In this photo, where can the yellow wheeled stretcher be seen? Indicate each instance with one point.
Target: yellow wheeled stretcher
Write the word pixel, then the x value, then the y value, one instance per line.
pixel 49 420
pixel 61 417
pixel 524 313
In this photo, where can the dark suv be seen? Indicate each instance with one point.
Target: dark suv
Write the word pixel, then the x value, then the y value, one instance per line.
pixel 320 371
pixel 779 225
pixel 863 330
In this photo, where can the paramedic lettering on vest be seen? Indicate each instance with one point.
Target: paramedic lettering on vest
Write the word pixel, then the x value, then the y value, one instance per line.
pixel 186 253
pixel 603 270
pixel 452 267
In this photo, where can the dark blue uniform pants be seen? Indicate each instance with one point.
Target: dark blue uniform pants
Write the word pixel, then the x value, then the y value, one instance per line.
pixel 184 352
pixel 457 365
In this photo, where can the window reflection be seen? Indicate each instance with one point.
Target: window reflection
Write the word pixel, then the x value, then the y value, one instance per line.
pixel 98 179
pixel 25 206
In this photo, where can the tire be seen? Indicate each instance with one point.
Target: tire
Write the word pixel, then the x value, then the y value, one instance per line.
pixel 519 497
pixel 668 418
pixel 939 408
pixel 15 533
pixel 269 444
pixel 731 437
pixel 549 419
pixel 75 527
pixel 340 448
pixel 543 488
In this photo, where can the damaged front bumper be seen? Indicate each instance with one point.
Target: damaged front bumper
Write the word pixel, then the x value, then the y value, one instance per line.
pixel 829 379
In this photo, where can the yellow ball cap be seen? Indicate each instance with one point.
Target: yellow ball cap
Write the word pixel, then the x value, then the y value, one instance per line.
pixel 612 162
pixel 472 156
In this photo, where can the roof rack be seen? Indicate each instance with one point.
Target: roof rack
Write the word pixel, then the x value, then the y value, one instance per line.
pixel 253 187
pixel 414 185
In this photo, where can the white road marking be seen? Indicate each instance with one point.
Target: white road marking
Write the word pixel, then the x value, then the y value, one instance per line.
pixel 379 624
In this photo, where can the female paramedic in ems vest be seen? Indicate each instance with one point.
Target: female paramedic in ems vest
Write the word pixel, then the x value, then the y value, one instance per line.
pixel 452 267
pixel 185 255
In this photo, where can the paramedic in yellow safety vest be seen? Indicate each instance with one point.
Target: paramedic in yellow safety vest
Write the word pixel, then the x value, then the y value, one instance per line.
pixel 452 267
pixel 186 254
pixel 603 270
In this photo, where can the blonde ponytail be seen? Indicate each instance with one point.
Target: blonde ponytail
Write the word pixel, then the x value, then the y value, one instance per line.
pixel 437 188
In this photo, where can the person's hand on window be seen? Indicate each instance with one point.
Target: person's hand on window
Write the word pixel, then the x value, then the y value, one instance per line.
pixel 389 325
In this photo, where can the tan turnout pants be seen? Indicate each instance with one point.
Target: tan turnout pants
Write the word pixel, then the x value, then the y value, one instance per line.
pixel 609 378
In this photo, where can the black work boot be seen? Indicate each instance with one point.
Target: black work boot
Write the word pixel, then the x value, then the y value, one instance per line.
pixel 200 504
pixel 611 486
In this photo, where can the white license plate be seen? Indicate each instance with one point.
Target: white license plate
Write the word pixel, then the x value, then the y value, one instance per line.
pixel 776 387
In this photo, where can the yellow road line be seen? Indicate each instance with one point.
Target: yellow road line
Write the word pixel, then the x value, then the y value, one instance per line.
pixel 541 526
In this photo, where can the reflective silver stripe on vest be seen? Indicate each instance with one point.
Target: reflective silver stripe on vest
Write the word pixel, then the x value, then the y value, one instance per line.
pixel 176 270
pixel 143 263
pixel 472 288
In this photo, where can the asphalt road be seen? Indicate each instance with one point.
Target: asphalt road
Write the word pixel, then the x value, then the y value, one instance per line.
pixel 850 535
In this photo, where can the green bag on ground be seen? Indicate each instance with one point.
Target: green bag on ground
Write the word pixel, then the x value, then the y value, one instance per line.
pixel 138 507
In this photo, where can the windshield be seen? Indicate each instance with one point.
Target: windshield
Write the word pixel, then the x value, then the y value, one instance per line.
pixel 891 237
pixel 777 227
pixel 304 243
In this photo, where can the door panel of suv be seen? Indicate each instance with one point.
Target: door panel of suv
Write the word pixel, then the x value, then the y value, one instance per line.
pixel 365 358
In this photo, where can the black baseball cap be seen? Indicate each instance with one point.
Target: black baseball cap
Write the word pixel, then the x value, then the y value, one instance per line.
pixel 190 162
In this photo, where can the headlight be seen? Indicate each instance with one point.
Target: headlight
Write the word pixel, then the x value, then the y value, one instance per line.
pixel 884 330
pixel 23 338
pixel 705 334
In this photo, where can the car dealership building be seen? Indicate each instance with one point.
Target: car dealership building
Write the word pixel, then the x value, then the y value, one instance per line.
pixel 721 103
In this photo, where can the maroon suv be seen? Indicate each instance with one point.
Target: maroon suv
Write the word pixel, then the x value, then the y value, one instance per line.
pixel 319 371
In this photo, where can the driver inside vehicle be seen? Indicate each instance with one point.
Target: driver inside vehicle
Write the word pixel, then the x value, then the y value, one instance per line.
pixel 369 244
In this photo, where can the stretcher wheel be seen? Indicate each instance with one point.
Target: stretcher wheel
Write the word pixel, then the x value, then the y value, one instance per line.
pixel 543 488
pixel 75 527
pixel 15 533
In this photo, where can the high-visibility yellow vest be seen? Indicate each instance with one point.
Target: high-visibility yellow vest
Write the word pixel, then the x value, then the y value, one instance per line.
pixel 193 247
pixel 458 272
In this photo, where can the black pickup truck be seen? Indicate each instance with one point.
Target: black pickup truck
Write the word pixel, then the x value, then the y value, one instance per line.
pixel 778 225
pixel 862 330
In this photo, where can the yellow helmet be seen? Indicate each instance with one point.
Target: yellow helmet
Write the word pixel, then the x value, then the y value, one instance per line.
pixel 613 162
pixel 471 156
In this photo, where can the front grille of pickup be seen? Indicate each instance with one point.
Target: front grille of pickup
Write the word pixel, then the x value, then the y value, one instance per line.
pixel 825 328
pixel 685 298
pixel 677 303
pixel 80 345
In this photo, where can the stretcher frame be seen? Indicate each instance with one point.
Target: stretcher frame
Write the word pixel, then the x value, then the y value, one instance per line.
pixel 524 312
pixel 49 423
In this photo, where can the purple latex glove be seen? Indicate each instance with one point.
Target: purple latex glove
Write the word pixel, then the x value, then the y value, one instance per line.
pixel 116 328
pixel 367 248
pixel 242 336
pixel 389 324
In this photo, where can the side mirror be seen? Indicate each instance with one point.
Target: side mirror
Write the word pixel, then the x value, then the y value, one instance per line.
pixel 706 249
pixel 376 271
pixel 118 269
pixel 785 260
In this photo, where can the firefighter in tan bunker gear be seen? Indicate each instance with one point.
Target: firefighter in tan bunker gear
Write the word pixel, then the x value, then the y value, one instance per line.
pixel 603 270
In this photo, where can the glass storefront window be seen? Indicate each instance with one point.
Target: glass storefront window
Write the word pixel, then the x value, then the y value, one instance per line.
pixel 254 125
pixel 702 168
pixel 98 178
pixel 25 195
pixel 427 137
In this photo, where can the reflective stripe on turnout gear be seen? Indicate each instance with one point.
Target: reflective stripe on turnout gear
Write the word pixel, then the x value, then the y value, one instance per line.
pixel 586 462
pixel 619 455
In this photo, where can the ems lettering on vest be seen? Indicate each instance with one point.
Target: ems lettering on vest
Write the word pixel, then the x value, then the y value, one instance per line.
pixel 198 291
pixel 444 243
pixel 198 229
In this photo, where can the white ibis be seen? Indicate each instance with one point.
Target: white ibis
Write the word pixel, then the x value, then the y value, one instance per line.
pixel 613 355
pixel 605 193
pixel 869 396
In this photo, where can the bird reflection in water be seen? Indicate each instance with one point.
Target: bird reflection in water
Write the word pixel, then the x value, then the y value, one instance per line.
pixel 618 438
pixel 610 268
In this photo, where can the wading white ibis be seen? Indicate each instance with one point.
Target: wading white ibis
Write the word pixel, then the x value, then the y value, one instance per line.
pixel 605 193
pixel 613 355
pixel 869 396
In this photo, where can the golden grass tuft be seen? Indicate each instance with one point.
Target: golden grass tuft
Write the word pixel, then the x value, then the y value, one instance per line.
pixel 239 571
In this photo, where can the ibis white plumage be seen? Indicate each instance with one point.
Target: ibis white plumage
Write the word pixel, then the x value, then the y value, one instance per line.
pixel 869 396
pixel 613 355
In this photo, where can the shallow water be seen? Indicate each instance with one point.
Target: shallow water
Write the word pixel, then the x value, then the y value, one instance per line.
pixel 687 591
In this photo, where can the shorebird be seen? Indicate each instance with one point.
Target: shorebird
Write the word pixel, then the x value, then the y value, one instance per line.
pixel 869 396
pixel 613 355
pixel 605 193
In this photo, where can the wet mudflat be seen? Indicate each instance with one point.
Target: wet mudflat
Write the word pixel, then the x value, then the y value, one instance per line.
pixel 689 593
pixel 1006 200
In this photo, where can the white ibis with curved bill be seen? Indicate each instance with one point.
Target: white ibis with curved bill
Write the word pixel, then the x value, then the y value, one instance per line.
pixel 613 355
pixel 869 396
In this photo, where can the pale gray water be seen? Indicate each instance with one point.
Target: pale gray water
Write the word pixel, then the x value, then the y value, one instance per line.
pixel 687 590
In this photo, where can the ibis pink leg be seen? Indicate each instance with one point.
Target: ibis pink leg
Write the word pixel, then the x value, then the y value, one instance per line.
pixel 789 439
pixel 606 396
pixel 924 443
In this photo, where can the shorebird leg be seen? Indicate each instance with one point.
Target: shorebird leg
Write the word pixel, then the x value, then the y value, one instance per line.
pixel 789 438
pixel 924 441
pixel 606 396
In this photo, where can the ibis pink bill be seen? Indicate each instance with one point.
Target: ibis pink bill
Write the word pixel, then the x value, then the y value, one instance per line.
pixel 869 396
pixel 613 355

......

* _Requirement_
Lay out as a numbered list the lines starting with the one that contains "In this photo, where can the black baseball" and going on through the one that contains "pixel 721 103", leaving out any blank lines.

* _Complete response_
1. In this photo, where can the black baseball cap be seen? Indicate each instance with one point.
2. Target: black baseball cap
3. Write the word pixel, then the x value, then the y value, one instance per line.
4. pixel 190 162
5. In this photo, where can the headlight be seen? Indicate each instance with one point.
6. Target: headlight
7. Write the word pixel, then the x value, then the y value, one instance per line.
8. pixel 884 330
9. pixel 23 338
10. pixel 705 334
11. In this photo, where can the car dealership building be seen? Indicate each instance with one point.
12. Target: car dealership building
13. Write the word pixel, then the x value, then the y value, one instance per line.
14. pixel 721 103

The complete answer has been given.